(Natural language region descriptions)

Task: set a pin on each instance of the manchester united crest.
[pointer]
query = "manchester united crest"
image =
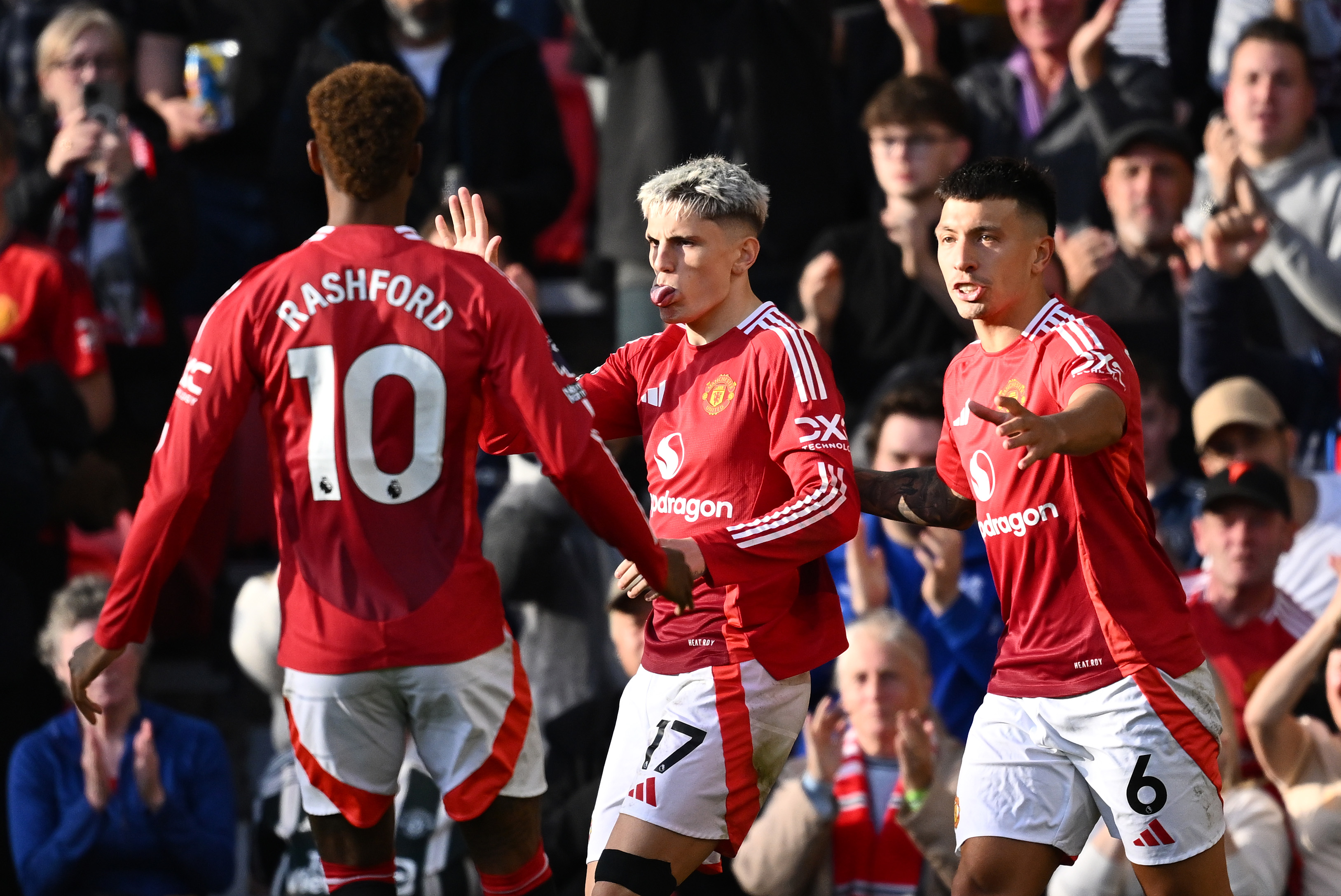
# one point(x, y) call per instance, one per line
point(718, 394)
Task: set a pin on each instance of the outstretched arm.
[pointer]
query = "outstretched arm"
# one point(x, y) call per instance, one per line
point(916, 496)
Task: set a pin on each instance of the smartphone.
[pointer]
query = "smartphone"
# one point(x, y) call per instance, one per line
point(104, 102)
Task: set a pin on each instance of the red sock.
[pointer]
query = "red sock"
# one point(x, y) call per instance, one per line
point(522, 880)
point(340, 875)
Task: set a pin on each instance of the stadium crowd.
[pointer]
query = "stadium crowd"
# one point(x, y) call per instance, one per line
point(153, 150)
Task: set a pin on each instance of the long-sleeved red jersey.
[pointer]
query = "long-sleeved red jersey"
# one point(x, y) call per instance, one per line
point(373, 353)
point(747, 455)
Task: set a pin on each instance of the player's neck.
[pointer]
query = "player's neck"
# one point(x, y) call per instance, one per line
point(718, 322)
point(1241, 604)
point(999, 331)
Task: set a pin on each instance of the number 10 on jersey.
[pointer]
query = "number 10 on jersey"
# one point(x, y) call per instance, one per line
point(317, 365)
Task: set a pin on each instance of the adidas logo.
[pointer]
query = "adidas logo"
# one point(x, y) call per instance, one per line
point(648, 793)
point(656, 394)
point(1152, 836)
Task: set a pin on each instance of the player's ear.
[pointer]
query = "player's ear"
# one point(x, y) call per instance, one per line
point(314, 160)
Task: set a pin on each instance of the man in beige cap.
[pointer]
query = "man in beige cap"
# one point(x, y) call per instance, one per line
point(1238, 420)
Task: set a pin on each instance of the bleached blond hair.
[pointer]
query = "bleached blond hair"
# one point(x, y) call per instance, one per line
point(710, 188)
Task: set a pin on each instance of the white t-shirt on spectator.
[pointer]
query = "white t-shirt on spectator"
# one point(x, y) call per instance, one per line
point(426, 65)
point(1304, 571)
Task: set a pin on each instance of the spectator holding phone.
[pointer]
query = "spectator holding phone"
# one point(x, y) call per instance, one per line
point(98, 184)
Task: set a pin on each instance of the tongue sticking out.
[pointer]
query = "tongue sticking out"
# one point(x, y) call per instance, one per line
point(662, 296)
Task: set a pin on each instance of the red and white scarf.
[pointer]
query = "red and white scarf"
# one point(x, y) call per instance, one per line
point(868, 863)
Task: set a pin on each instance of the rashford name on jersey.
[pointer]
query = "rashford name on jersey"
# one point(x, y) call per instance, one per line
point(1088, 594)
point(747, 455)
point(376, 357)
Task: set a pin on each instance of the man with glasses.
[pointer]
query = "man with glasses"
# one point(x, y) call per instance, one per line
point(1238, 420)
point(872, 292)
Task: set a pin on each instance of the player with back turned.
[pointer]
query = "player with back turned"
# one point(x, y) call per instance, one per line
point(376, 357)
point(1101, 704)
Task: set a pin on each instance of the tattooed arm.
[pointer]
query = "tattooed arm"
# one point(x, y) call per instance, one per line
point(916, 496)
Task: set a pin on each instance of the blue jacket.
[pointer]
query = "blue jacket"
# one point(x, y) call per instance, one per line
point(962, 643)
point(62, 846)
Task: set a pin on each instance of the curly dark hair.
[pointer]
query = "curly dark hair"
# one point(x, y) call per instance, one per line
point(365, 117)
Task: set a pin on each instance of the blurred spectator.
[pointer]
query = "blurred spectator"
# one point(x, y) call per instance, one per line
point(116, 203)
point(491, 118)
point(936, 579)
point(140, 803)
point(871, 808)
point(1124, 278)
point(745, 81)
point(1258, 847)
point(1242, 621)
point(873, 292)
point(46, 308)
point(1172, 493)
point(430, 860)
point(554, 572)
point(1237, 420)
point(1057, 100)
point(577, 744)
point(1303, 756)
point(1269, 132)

Task description -
Keeping every word as it is, write out all the data and omit the pictures.

Completed task -
Task: set a pin on each instance of the manchester united crest.
[pointer]
query = "manchester united crest"
image =
# one point(x, y) call per instance, one per line
point(718, 394)
Task: set a pin on each instance of the outstretched arm.
[pointer]
query = "outstretched arm"
# one point(x, y) call per instance, one per line
point(916, 496)
Task: set a pin on each instance of the smartphone.
[pointer]
query = "smartphone"
# one point(x, y) call per instance, one per line
point(104, 102)
Task: set a pin on each instance of the red sock.
[pointer]
query = "red sock"
# one point(x, y) call per instance, one per line
point(522, 880)
point(340, 875)
Task: set a pin on each instance of the stadium crowd.
[pointer]
query = "stadium crowd"
# one point(x, y) call per instance, one per line
point(153, 150)
Task: set a pin on each instance of the long-sleeved red jersey.
[pointer]
query = "long-sleeved red jersey"
# one point(x, y) call per instance, one per line
point(373, 353)
point(747, 455)
Task: set a pin on each instance of the player's neck.
[pointer]
query = "player's neck"
# one point(x, y) call per instance, one per line
point(718, 322)
point(1241, 604)
point(999, 331)
Task: set a pin on each instance of the number 10 on jersey.
[pointer]
query = "number 10 on jersey"
# one point(x, y) call per instance, one per line
point(317, 365)
Task: set a pin on each instance of the adidas logo.
[pointer]
query = "adidas logo"
# one point(x, y) call per instance, one per line
point(648, 793)
point(656, 394)
point(1152, 836)
Task: set a pin on each instance of the player's ear.
[pointer]
query = "player's ear"
# one point(x, y) call per instance, one per line
point(314, 160)
Task: set a pin on each instance of the man in beige cap.
[pointer]
query = "man in beige cap"
# one point(x, y) call per instance, one per line
point(1238, 420)
Task: set a pin on each instance of the bleached blond hair.
[pointer]
query = "bleached blond hair"
# one point(x, y) call per instance, one per line
point(710, 188)
Task: set a pin on each instance of the white t-shirt on spectator.
[pointer]
query = "white t-shirt on spectator"
# one point(x, y) call per instance, one per line
point(426, 65)
point(1304, 571)
Task: set a pin on each instance of the spectator holding phone.
[pointer]
query = "spectator holding phone"
# one point(x, y) call per instance, one per line
point(98, 184)
Task: set a pin on each instance of the tongue sticking out.
[pointer]
query = "tongue sticking out"
# one point(x, y) call per instance, one per line
point(662, 296)
Task: set a pin on each instance of the red and white scarf.
[pointer]
query = "red and white scarf"
# one point(x, y) call per instance, one per line
point(868, 863)
Task: set a pin on each instance of the rashford name on jersey.
[pointer]
query = "rashford name on jersey"
# one point(x, y) call per instance, one per line
point(1088, 594)
point(747, 455)
point(376, 357)
Task: set a pin on each instance of the man with glasses.
[pointer]
query = "man with glasses"
# one point(x, y) call per instance, one per line
point(1238, 420)
point(872, 292)
Task: set a pin on each instance of the player with back turned.
[pointer]
query = "player with back turned"
# one point(x, y) call per instance, one per line
point(376, 357)
point(1101, 704)
Task: set a pin on each instance of the tattooed arm.
[pointer]
query = "tattooed arm"
# one point(x, y) call per instance, one per line
point(916, 496)
Task: set a pin on each instance of the blue jacket.
[pointer]
query = "blue jacket"
# one point(x, y) call per instance, one per line
point(962, 643)
point(62, 846)
Task: set a pin on each instance of the curly dark hair.
[pointer]
query = "curly dark hair"
# one point(x, y) call per instance, one per line
point(365, 117)
Task: set a pin on each instance of the blurred spectator.
[pointer]
query = "blurred spectator"
# one point(x, y) call per instance, one per line
point(116, 203)
point(491, 118)
point(936, 579)
point(140, 803)
point(871, 808)
point(1124, 278)
point(745, 81)
point(1258, 847)
point(1242, 621)
point(873, 292)
point(46, 308)
point(1172, 493)
point(430, 860)
point(554, 572)
point(1237, 420)
point(1057, 100)
point(577, 744)
point(1303, 756)
point(1269, 132)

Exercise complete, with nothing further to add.